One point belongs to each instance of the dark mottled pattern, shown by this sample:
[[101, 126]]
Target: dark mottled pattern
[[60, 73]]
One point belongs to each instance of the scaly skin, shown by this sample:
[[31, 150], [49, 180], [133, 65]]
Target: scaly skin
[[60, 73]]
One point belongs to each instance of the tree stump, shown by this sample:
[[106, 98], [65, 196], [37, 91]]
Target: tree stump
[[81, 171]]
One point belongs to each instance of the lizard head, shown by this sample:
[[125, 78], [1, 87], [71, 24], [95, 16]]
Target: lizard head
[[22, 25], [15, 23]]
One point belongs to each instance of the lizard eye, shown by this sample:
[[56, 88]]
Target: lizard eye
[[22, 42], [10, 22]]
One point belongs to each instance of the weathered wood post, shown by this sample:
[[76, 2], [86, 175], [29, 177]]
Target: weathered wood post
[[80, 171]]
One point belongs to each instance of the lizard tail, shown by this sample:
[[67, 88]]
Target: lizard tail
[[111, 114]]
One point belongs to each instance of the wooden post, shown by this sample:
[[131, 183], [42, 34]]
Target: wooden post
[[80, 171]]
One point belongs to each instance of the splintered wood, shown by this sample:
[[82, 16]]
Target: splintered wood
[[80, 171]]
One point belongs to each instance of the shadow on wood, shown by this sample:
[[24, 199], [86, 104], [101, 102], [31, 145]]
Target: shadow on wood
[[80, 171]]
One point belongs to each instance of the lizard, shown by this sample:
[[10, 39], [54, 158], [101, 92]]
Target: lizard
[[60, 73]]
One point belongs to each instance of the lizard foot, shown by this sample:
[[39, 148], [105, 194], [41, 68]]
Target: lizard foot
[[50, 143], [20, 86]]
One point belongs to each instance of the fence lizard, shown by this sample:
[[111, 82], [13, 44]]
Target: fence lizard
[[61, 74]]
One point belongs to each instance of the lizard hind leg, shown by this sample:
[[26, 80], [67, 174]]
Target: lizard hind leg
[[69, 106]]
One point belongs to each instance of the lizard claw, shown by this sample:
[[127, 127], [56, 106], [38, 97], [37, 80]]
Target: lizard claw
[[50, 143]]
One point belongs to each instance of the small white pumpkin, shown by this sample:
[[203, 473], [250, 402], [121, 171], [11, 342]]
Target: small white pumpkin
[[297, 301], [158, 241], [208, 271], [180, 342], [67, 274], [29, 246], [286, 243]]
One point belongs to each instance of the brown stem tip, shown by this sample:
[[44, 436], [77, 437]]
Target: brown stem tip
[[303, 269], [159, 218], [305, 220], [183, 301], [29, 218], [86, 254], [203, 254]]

-------------------------

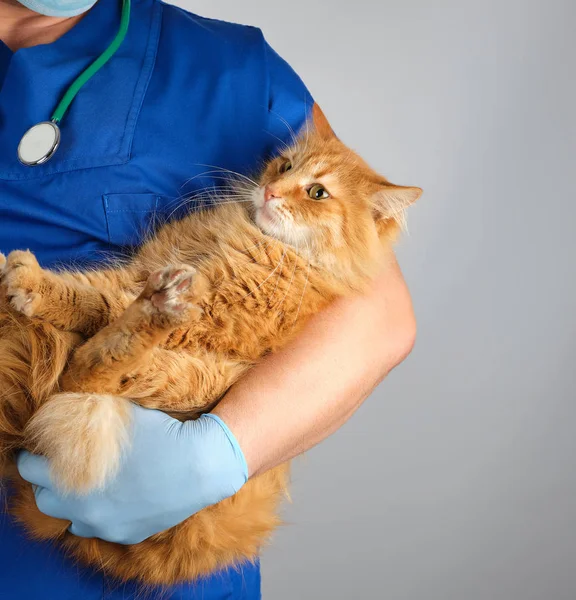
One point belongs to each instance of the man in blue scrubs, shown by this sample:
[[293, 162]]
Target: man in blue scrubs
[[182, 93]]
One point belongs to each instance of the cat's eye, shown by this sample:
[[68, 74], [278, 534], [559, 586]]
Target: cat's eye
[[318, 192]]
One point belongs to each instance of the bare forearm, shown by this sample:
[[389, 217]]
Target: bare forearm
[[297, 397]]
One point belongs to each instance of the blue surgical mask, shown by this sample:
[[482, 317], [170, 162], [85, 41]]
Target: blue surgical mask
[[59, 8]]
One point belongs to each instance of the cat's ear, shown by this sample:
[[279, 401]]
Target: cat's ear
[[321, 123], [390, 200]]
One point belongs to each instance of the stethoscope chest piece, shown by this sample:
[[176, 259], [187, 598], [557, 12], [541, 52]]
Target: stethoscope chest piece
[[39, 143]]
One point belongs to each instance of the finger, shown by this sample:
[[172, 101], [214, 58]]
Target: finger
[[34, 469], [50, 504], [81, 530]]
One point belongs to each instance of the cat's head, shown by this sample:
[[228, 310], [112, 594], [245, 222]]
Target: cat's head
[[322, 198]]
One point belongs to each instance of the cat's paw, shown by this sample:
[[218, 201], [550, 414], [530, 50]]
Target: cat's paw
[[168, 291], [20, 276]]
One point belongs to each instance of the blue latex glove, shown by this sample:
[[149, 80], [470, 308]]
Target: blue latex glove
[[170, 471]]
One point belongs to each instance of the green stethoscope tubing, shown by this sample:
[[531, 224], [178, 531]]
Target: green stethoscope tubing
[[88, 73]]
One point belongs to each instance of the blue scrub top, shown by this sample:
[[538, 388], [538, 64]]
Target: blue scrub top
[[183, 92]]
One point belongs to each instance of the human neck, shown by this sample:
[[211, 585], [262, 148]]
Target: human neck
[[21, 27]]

-------------------------

• [Task objective]:
Render the material, from the line containing "One point belongs to each instance of the dark" down to the line containing "[[81, 171]]", as a Markdown table with the columns Number and Record line. Give each non-blank line its own row, numbered in order.

• [Response]:
| Number | Record line |
|---|---|
| 1 | One point belongs to each instance of the dark mottled pattern, shown by this sample: |
| 2 | [[101, 126]] |
| 3 | Target: dark mottled pattern |
| 4 | [[60, 73]] |
| 5 | One point belongs to each instance of the scaly skin, shown by this sample: |
| 6 | [[31, 150], [49, 180], [133, 65]] |
| 7 | Target: scaly skin |
| 8 | [[60, 73]] |
| 9 | One point belongs to each instance of the tree stump, shown by this sample: |
| 10 | [[106, 98], [65, 196], [37, 91]] |
| 11 | Target: tree stump |
| 12 | [[81, 171]] |